- [EXTRACTED INFORMATION]
-------------------------

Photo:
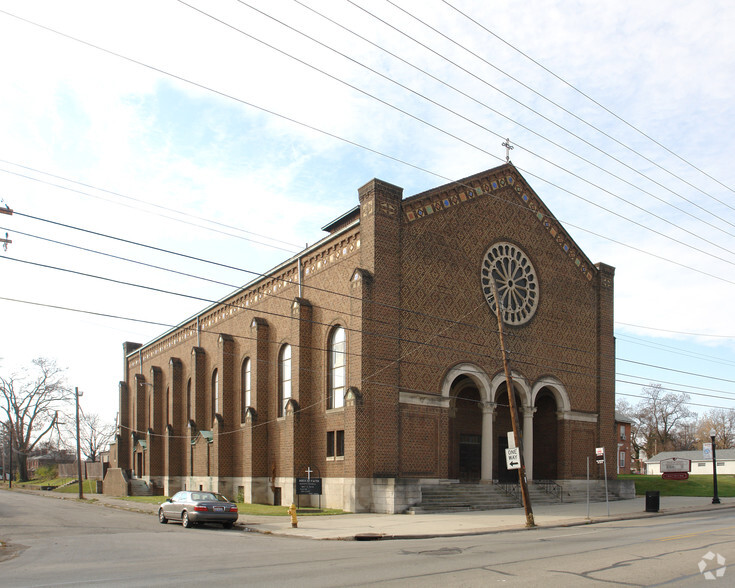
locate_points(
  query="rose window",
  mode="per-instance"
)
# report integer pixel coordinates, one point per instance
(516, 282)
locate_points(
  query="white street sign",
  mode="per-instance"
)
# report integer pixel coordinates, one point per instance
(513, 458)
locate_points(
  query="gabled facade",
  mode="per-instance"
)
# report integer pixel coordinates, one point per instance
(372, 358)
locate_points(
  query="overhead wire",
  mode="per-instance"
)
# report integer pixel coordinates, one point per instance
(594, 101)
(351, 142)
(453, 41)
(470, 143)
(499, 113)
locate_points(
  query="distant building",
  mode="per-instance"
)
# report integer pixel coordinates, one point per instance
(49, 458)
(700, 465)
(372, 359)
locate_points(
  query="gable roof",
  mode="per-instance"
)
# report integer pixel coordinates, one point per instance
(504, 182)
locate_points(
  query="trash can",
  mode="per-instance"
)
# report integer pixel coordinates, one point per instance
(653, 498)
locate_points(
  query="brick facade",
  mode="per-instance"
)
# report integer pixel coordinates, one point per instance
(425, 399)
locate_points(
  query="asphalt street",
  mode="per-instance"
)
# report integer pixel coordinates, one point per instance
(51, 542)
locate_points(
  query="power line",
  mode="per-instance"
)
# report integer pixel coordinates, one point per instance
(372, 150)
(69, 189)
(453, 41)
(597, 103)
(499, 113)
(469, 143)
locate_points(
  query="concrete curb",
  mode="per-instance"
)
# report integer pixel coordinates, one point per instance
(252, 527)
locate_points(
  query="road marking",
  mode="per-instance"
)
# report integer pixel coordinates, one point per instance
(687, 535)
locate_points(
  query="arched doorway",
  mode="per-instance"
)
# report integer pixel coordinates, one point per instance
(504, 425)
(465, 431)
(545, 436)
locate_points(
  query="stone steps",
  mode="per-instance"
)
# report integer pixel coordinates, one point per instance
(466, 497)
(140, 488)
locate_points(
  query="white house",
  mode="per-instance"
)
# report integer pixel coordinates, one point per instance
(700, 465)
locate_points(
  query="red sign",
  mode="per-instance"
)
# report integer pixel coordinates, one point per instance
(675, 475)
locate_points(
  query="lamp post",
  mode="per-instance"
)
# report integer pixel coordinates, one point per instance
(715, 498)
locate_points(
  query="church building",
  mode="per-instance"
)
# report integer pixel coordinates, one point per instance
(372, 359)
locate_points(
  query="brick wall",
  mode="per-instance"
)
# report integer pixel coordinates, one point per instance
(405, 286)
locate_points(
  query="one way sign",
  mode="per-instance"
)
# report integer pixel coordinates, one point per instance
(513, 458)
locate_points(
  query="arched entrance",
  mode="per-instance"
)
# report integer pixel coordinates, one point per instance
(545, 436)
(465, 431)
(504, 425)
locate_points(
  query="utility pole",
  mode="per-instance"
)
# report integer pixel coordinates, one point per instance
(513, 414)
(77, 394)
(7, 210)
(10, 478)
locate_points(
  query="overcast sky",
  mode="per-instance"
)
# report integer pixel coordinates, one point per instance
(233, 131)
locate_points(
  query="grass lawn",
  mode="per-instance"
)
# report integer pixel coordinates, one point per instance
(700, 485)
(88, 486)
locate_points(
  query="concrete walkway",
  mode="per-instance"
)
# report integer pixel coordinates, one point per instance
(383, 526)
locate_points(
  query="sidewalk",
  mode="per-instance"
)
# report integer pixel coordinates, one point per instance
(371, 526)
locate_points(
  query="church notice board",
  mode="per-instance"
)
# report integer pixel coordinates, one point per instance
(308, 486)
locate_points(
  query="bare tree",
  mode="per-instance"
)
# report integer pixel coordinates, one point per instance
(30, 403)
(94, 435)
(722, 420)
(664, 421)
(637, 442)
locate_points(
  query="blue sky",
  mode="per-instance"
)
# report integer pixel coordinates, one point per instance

-------------------------

- [SET EXERCISE]
Every line of the data should be copied as it stands, without the images.

- [CORRECT RESPONSE]
Photo:
locate_points(
  query="rose window",
  mode="per-instance"
)
# report integer pixel coordinates, one point per instance
(516, 282)
locate_points(
  query="white street sign",
  mode="per-instance"
)
# report integer pixel coordinates, one point per instance
(513, 458)
locate_points(
  query="gabled facade",
  mode="per-instance"
)
# report integer pixel coordinates, one point per instance
(372, 358)
locate_points(
  query="overhead wire",
  mode="per-instance"
)
# report integer pixel coordinates, one point per instance
(594, 101)
(351, 142)
(453, 41)
(470, 143)
(499, 113)
locate_points(
  query="distant building",
  mode="per-instance"
)
# report integer pixel coordinates, one point per instance
(49, 458)
(700, 465)
(372, 359)
locate_points(
  query="gable roof",
  mode="per-instance"
)
# report integer pixel coordinates, one point per instance
(504, 182)
locate_points(
  query="trash can",
  mode="per-instance"
)
# report integer pixel coordinates, one point per instance
(653, 498)
locate_points(
  query="brick facade",
  mode="per-instance"
)
# report integer pixel coordinates, one point per instance
(425, 399)
locate_points(
  query="asphalt street",
  mode="per-instance"
)
# report integer pixel coordinates, one point per instance
(51, 542)
locate_points(
  query="power line",
  mode="per-instance"
)
# report integer pixel coordinates, one point per instance
(372, 150)
(69, 189)
(453, 41)
(597, 103)
(499, 113)
(469, 143)
locate_points(
  query="concrete curb",
  mode="per-instance"
)
# report integer pixel coordinates, one point per instance
(252, 527)
locate_points(
  query="road marking",
  mode="per-instance"
)
# report integer pixel coordinates, one point per instance
(687, 535)
locate_points(
  query="arched doorway",
  mode="per-instance"
)
# report integer pixel coordinates, one point per instance
(504, 425)
(465, 431)
(545, 436)
locate_points(
  query="stone steps",
  mode="per-instance"
)
# report integer pixel coordinates, one point per instance
(466, 497)
(140, 488)
locate_points(
  query="white house",
  mode="per-instance"
)
# report integer pixel coordinates, one point per instance
(700, 465)
locate_points(
  query="red sign",
  mode="per-instance"
)
# report integer pixel coordinates, one point per instance
(675, 475)
locate_points(
  query="lamp post",
  mode="per-instance"
)
# report integer pixel coordinates, one point per instance
(715, 498)
locate_points(
  query="church building",
  mode="per-instance"
)
# report integer pixel coordinates, one point per instance
(372, 359)
locate_points(
  query="brick wall",
  mode="per-instance"
)
# report integer pixel coordinates, one point per instance
(405, 286)
locate_points(
  query="one way sign",
  mode="per-instance"
)
# report integer pixel coordinates, one point per instance
(513, 458)
locate_points(
  query="arched entrance",
  mode="per-instance"
)
# report integer pixel coordinates, one point per instance
(545, 436)
(465, 431)
(504, 425)
locate_points(
  query="utility pole",
  mode="per-instance"
)
# report integer pixel coordinates, one point per instance
(513, 414)
(77, 394)
(7, 210)
(10, 478)
locate_points(
  query="overcast sky",
  mode="per-instance"
)
# report integer pixel coordinates, one point per instance
(233, 131)
locate_points(
  query="grass lawn",
  mode="per-instance"
)
# report integer pixel coordinates, one point per instance
(700, 485)
(88, 486)
locate_points(
  query="concrete walkway",
  mode="per-instance"
)
# report integer pixel coordinates, one point per instance
(383, 526)
locate_points(
  query="sidewalk",
  mode="per-instance"
)
# report integer pixel coordinates, one point per instance
(371, 526)
locate_points(
  query="church notice board",
  mode="per-instance"
)
# report integer pixel coordinates, one point per instance
(308, 486)
locate_points(
  query="bare tree",
  mode="per-instance"
)
# report integer pixel coordinates, one point per instance
(30, 403)
(94, 435)
(722, 420)
(664, 421)
(637, 442)
locate_points(
  query="blue sky",
  mode="per-instance"
)
# report integer pixel coordinates, one point per instance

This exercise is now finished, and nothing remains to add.